Below are six ‘Little Red Riding Hood’ resources, as well as tasks and comparative questions. Although primarily aimed at Junior Cycle students, some of the questions can also be adapted for Senior Cycle students.
Resources and Tasks
Perrault and The Brothers Grimm
Click the images below for separate PDFs or click here for the combined PDF.
1. Based on ONE of the stories, write the post the wolf OR the girl might make on their personal blogs later that day.
2. Re-write the Brothers Grimm’s story from the grandmother’s perspective.
3. Imagine a sequel of Perrault’s tale has been found. Write the text of the uncovered story.
4. Write a modern re-telling of the story of Little Red.
5. You are a journalist investigating reports of ONE of the ‘Little Red’ stories.
(i) Write an article reporting on your investigation of the story. The article can be for a tabloid, broadsheet or online news outlet.
(ii) Write the script of your news report. The script can be for a video or audio recording.
6. You have been asked to direct a short production of ONE of the texts, starting from when Little Red reaches her grandmother’s house. Describe how you would stage the scene. In your answer you may wish to consider some of the following: choreography, costume, dialogue, facial expressions, lighting, props, setting and set design, special effects, stage directions, sound, etc.
7. Little Red’s mother has asked you to help advertise her new book of recipes.
(i) Write the script of a book trailer.
(ii) Design a poster. In your answer, describe and explain your choice of images, colour, etc.
8. The house of Little Red’s grandmother has been put on the market. You are the real estate agent assigned with the task of selling the property. Write the text of the advert you would write.
9. “Fairy tales such as ‘Little Red Riding Hood’ present naïve and improbable scenarios, and thus have little or no significance in today’s world.” Write an opinion piece for a popular print or online publication in response to this statement.
Into the Woods (music and lyrics by Stephen Sondheim, book by James Lapine)
1. Describe the effect the rhythm and music create in ‘Hello, Little Girl’.
2. In ‘I Know Things Now’, Little Red Ridinghood states “Even flowers have their dangers” and “Nice is different than good.” What do you think these lines mean?
3. Write a short story inspired by ONE of the following:
(i) “There’s no possible way / To describe what you feel / When talking to your meal!”
(ii) “I should have heeded her advice… / But he seemed so nice.”
(iii) “Down a dark slimy path / Where lie secrets that I never want to know…”
(iv) “Do not put your faith / In a cape and a hood – / They will not protect you / The way that they should…”
(v) “Isn’t it nice to know a lot! / … and a little bit not…”
‘Little Red Riding Hood and the Wolf’ (from Revolting Rhymes by Roald Dahl)
The text and a recording of Dahl reading the poem can be accessed here.
1. Do you think this would be an enjoyable poem to read aloud? Explain your answer with reference to the poem.

■ **Information given**:
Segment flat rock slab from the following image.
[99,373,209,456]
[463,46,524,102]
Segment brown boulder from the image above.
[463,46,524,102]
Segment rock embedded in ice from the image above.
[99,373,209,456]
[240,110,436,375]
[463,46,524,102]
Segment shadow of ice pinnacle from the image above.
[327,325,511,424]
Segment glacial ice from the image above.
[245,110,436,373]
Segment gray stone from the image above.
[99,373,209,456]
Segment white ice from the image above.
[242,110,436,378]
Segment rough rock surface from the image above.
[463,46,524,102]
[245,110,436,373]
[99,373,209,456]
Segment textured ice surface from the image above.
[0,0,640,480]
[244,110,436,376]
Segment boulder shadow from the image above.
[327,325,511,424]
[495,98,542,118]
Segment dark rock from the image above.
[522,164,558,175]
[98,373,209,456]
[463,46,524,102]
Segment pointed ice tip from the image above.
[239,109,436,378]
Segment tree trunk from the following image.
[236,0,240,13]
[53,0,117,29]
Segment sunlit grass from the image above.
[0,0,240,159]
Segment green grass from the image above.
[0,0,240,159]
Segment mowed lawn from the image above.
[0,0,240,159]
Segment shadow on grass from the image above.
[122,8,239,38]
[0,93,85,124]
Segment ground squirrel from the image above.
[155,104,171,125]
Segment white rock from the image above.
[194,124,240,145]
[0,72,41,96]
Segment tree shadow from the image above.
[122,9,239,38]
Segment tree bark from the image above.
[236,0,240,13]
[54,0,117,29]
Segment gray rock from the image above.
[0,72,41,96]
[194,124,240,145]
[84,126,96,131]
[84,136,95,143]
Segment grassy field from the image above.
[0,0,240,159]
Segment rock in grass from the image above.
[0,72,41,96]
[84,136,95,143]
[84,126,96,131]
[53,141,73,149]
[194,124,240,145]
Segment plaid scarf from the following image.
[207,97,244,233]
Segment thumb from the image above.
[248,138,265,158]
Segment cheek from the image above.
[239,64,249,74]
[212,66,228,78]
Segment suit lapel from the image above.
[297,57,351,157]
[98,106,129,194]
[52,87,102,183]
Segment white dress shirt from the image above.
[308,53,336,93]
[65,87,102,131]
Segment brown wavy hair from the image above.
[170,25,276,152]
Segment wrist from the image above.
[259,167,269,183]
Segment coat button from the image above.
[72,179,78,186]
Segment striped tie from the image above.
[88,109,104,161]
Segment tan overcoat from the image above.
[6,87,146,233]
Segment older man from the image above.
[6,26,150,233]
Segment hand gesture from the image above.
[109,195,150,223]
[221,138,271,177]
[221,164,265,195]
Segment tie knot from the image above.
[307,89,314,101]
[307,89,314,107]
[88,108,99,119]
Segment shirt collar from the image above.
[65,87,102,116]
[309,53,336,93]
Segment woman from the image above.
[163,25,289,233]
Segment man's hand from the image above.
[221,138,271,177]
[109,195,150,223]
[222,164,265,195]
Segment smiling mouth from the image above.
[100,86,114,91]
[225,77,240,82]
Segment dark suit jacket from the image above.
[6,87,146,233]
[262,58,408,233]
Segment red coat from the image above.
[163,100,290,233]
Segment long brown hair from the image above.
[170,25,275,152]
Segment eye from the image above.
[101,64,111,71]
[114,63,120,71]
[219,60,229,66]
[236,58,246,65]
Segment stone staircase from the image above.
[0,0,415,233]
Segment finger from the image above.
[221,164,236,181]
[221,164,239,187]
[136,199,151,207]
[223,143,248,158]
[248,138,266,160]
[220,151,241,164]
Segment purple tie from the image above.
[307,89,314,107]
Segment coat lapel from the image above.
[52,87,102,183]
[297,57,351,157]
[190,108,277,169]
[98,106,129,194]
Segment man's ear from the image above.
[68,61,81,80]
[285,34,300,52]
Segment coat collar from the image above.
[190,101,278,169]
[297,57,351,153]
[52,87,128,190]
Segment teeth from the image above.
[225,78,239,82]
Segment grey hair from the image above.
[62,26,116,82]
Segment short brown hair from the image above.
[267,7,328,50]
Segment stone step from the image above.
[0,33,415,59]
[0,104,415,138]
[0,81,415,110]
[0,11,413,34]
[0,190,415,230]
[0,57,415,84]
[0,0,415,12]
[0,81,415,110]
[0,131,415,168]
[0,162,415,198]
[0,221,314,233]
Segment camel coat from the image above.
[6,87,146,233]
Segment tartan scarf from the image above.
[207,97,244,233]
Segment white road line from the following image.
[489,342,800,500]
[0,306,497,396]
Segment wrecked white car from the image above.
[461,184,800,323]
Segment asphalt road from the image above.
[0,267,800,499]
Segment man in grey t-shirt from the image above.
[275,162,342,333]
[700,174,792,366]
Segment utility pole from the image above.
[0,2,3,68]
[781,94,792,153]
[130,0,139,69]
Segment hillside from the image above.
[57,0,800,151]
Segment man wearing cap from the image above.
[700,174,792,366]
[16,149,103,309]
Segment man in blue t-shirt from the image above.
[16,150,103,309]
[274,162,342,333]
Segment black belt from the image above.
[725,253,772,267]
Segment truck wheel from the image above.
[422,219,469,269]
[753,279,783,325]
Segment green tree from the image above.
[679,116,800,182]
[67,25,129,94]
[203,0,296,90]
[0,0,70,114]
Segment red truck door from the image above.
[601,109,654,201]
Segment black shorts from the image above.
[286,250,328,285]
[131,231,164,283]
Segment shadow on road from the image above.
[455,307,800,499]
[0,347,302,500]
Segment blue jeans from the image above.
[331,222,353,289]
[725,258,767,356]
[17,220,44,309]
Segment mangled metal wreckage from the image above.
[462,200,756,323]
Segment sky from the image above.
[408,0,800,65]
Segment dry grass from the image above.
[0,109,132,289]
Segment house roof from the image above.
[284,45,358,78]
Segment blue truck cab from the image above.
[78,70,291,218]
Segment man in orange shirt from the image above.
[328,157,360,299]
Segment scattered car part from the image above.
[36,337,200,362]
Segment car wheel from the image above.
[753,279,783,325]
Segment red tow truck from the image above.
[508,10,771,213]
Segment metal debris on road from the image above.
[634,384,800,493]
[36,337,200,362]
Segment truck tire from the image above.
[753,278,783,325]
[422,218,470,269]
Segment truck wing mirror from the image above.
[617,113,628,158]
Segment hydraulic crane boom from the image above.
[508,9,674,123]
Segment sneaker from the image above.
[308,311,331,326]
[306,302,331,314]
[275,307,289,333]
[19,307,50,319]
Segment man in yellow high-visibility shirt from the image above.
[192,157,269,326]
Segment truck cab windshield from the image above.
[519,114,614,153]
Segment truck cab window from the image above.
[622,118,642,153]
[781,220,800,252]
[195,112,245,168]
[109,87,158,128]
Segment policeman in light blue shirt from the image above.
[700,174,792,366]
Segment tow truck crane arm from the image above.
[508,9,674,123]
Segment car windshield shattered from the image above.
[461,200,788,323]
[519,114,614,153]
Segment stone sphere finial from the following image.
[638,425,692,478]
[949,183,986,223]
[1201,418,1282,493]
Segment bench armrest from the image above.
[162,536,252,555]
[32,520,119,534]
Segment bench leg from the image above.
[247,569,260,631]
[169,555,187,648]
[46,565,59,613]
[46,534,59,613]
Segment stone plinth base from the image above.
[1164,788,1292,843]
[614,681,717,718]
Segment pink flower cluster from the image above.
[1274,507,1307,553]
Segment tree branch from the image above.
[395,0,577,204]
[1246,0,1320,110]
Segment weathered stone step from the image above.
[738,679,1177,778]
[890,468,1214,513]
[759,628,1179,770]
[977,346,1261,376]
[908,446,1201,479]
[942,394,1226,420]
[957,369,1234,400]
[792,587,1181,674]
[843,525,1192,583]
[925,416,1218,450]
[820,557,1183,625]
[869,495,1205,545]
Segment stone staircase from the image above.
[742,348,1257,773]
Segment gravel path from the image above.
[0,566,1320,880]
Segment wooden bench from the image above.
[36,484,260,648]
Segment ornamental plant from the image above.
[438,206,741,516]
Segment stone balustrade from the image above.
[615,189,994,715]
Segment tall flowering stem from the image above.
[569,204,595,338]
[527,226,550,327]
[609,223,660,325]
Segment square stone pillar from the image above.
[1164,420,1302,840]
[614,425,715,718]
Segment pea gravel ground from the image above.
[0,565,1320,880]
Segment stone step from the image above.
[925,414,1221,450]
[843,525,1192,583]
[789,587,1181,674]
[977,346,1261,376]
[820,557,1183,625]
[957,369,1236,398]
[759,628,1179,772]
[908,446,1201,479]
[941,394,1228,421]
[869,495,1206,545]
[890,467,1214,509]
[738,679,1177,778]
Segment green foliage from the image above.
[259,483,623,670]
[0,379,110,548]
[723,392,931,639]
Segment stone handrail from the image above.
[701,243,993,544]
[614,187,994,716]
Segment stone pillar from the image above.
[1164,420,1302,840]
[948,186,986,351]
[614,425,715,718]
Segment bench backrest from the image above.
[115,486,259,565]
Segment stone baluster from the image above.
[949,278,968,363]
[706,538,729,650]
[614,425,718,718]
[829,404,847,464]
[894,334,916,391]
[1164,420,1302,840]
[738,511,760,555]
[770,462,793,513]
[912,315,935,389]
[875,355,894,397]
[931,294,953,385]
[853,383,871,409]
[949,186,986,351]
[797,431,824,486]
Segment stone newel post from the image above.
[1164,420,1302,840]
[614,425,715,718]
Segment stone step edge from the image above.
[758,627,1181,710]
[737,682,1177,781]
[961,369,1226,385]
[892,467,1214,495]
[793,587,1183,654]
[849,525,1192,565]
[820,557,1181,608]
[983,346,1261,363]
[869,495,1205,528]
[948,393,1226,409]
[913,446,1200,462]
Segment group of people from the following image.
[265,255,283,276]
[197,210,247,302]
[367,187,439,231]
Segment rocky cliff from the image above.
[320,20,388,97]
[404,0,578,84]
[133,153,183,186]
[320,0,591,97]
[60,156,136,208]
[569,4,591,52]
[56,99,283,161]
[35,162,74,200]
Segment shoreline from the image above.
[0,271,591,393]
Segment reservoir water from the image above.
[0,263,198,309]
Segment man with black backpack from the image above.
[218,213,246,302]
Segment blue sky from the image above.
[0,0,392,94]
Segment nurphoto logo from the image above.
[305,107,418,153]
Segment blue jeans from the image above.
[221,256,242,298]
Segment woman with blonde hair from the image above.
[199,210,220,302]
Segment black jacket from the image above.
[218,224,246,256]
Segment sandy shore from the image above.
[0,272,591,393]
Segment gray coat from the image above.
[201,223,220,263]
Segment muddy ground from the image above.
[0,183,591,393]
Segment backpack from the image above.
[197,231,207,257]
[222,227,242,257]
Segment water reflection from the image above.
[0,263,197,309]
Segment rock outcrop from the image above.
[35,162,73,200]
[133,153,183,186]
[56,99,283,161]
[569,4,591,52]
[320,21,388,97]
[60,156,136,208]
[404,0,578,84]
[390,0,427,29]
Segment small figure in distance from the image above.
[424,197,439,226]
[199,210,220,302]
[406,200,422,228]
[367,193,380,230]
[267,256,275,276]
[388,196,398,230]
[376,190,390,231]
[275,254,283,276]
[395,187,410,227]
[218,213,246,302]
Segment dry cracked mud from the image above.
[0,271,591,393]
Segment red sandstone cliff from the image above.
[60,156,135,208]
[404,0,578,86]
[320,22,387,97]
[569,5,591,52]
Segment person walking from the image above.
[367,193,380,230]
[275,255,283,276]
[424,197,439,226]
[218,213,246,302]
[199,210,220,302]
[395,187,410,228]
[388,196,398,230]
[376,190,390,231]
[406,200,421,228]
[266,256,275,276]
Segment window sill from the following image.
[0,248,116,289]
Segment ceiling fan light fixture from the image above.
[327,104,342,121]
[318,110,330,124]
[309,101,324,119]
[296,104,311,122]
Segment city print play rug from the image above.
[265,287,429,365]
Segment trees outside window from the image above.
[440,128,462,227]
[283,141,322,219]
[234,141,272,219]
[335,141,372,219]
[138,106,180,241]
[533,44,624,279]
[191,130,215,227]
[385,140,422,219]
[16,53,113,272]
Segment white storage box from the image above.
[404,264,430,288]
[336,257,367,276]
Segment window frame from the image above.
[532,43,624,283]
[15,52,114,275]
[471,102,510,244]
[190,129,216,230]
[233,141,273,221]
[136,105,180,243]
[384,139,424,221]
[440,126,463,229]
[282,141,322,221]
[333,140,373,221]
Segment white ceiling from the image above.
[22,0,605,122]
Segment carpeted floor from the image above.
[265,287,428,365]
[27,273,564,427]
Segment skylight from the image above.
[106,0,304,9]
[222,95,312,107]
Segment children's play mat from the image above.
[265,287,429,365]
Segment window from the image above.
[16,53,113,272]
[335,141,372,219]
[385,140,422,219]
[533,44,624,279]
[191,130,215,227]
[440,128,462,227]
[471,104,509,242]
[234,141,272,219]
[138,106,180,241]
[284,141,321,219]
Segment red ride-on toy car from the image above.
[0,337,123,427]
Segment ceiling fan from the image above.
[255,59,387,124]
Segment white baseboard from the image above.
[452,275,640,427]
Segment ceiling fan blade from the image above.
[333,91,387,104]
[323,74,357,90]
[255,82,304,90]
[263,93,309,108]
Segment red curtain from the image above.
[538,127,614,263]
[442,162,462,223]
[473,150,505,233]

■ **Task directions**: Extend the page of Little Red Riding Hood resources beyond its last line. The material above is not needed for this work.

■ **Answer to the problem**:
2. What age group do you think this poem is aimed at? Explain your answer with reference to the poem.
3. “… She’s going to taste like caviar.” Compose an alternative ending to the poem, continuing from this line.
4. Compose an acrostic using the words ‘fairy tales’ OR ‘fairy story’.
‘An Interview with Red Riding Hood, Now No Longer Little’ (by Agha Shahid Ali)
The text of the poem is available here.
1. Describe the character of the wolf presented in this poem.
2. Write the text of an interview with ONE of the characters from the story of ‘Little Red Riding Hood’.
3. You have just learned that Little Red Riding Hood’s father has begun to buy pieces of the forest and he intends to can cut it all down to find the wolves. Write the text of a speech defending OR opposing his actions.
4. Write an acrostic using the word ‘interview’.
‘The Wolf’s Postscript to ‘Little Red Riding Hood” (by Agha Shahid Ali)
The text of the poem is available here.
1. Describe the character of the wolf presented in this poem.
2. What do you think is the main message of the poem? Explain your answer with reference to the poem.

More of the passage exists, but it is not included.